#### Assignment
Give back every record exactly.

#### Material provided ####

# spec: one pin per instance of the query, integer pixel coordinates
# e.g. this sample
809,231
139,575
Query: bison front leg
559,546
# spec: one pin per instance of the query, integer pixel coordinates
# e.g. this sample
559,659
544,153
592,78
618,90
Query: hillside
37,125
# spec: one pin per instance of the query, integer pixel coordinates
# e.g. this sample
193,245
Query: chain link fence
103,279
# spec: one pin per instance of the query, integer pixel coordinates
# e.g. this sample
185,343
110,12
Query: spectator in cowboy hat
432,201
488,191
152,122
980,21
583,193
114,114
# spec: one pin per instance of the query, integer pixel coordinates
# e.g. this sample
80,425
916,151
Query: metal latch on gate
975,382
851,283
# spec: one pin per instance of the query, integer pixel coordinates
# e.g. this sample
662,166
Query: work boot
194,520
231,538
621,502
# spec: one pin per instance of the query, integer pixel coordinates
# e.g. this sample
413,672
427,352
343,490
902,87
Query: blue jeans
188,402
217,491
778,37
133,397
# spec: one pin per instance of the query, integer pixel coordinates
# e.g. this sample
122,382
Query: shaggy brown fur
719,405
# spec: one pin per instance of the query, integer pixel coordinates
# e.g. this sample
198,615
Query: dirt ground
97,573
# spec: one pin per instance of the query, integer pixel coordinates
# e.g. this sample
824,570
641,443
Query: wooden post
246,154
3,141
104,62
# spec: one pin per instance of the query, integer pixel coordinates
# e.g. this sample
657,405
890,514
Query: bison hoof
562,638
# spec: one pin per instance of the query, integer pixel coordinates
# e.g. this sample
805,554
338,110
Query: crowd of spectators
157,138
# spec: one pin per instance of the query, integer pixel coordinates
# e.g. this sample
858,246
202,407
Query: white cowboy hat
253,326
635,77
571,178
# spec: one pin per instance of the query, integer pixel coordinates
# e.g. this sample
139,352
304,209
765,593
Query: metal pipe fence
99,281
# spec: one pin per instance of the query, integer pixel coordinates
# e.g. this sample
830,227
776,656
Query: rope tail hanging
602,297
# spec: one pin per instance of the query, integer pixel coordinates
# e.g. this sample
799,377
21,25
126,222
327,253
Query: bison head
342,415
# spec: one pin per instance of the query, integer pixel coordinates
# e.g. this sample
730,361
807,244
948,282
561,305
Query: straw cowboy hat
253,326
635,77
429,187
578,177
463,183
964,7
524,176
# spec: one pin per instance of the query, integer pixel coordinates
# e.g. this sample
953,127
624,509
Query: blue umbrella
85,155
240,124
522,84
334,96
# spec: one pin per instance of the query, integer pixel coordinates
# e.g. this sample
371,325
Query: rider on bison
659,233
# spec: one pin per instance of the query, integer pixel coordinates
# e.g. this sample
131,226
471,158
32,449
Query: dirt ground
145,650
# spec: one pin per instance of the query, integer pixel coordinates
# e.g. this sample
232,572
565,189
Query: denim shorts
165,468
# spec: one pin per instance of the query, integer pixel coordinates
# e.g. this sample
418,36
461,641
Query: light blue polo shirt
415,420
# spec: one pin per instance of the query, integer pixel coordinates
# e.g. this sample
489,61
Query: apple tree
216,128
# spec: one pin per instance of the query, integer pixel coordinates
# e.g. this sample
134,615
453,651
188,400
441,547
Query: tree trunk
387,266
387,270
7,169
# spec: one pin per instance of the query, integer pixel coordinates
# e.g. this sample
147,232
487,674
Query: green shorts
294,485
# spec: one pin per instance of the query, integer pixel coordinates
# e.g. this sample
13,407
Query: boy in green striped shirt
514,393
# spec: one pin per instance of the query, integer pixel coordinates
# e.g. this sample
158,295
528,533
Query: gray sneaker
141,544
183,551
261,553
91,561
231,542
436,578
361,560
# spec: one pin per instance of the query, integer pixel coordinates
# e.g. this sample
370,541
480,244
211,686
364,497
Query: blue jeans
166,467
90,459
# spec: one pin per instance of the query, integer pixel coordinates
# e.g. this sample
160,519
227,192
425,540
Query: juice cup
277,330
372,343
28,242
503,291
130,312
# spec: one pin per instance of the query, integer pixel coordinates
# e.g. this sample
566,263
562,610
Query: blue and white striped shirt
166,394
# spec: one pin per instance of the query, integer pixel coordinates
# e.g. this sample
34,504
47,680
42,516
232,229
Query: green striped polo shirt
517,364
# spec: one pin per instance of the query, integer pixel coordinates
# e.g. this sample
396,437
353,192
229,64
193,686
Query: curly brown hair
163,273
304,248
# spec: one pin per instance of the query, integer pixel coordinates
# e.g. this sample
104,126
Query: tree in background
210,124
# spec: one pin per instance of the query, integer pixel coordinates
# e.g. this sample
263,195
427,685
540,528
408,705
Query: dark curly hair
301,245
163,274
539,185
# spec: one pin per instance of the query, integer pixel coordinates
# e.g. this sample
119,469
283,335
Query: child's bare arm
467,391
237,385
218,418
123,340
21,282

####

#### Exercise result
# spec: one pin per instance of the query, integer pixel coordinates
# e.g. this sample
809,231
139,575
Query: bison front leg
559,546
# spec: one pin per instance of the query, integer pixel coordinates
# e.g. this sample
559,659
544,153
592,78
618,90
Query: hillside
37,125
# spec: one pin per instance of the query, integer pixel coordinates
# e.g. this sample
193,245
Query: chain link fence
103,279
# spec: one pin per instance of the query, integer pixel coordinates
# e.g. this sample
185,343
110,12
Query: spectator in cowboy hat
432,201
488,191
152,122
980,21
583,193
114,114
# spec: one pin per instance of the query, integer pixel coordinates
# e.g. this sample
80,425
916,151
Query: metal latch on gate
975,382
851,283
# spec: one pin per instance of the query, integer pixel coordinates
# e.g. this sample
662,166
Query: work boot
194,520
231,538
621,502
# spec: one pin per instance of the query, integer pixel coordinates
# e.g. this sample
413,672
427,352
343,490
902,87
Query: blue jeans
188,402
217,491
778,37
133,397
# spec: one pin per instance of the query, integer pixel coordinates
# e.g. this sample
122,382
Query: shaggy brown fur
719,405
# spec: one pin per instance of the query, integer pixel coordinates
# e.g. this sample
198,615
Query: dirt ground
97,573
# spec: one pin per instance of the query, integer pixel coordinates
# e.g. this sample
824,570
641,443
Query: wooden post
246,154
3,141
104,62
# spec: one pin per instance of the query, integer pixel coordinates
# e.g. this sample
657,405
890,514
Query: bison hoof
562,638
# spec: one pin per instance of the query, integer pixel coordinates
# e.g. this sample
805,554
338,110
Query: crowd of spectators
157,138
# spec: one pin per instance of the query, integer pixel coordinates
# e.g. this sample
858,246
202,407
Query: white cowboy hat
253,326
635,77
571,178
# spec: one pin per instance of the query, integer pixel coordinates
# e.g. this sample
139,352
304,209
765,593
Query: metal pipe fence
99,281
# spec: one pin per instance of the query, integer pixel coordinates
# e.g. this sample
830,227
776,656
Query: rope tail hanging
602,297
# spec: one pin per instance of the query, integer pixel coordinates
# e.g. this sample
799,377
21,25
126,222
327,253
Query: bison head
342,415
# spec: one pin per instance of the query, integer pixel coordinates
# e.g. this sample
730,361
807,244
948,282
561,305
Query: straw cowboy hat
253,326
635,77
429,187
578,177
463,183
964,7
524,176
# spec: one pin per instance of the query, integer pixel coordinates
# e.g. this sample
953,127
624,509
Query: blue umbrella
85,155
240,124
522,84
334,96
# spec: one pin per instance of the query, integer pixel coordinates
# e.g. this sample
371,325
Query: rider on bison
659,233
# spec: one pin per instance of the query, integer pixel coordinates
# e.g. this sample
131,226
471,158
32,449
Query: dirt ground
145,650
# spec: one pin per instance of the query, integer pixel coordinates
# e.g. this sample
232,572
565,189
Query: denim shorts
165,468
# spec: one pin per instance of the query, integer pixel coordinates
# e.g. this sample
418,36
461,641
Query: light blue polo shirt
415,420
# spec: one pin per instance of the query, integer pixel coordinates
# e.g. this sample
489,61
Query: apple tree
216,128
# spec: one pin per instance of the query, integer pixel coordinates
# e.g. this sample
134,615
453,651
188,400
441,547
Query: tree trunk
387,266
387,270
7,169
# spec: one pin per instance of the query, integer pixel coordinates
# e.g. this sample
147,232
487,674
Query: green shorts
294,485
# spec: one pin per instance of the query, integer pixel coordinates
# e.g. this sample
13,407
Query: boy in green striped shirt
514,393
# spec: one pin per instance of the query, integer pixel coordinates
# e.g. this sample
158,295
528,533
Query: gray sneaker
141,544
183,551
261,553
91,561
231,542
436,578
361,560
# spec: one pin per instance of the query, integer pixel coordinates
# e.g. this sample
370,541
480,244
211,686
364,497
Query: blue jeans
166,467
90,459
# spec: one pin per instance of the query, integer pixel coordinates
# e.g. this sample
160,519
227,192
425,540
Query: juice cup
277,330
372,343
28,242
503,291
130,312
# spec: one pin per instance of the query, integer pixel coordinates
# e.g. this sample
566,263
562,610
Query: blue and white striped shirt
166,394
# spec: one pin per instance of the query, integer pixel coordinates
# e.g. this sample
34,504
47,680
42,516
232,229
Query: green striped polo shirt
517,364
# spec: one pin per instance of the query, integer pixel coordinates
# e.g. this sample
396,437
353,192
229,64
193,686
Query: curly brown hair
163,273
304,248
# spec: one pin per instance of the query, integer pixel coordinates
# e.g. this sample
104,126
Query: tree in background
210,124
# spec: one pin per instance of the query, integer pixel coordinates
# e.g. this sample
263,195
427,685
540,528
408,705
Query: dark curly hair
301,245
163,274
539,185
# spec: one pin per instance of the query, integer pixel coordinates
# e.g. this sample
119,469
283,335
Query: child's bare arm
467,391
237,385
218,418
123,340
21,282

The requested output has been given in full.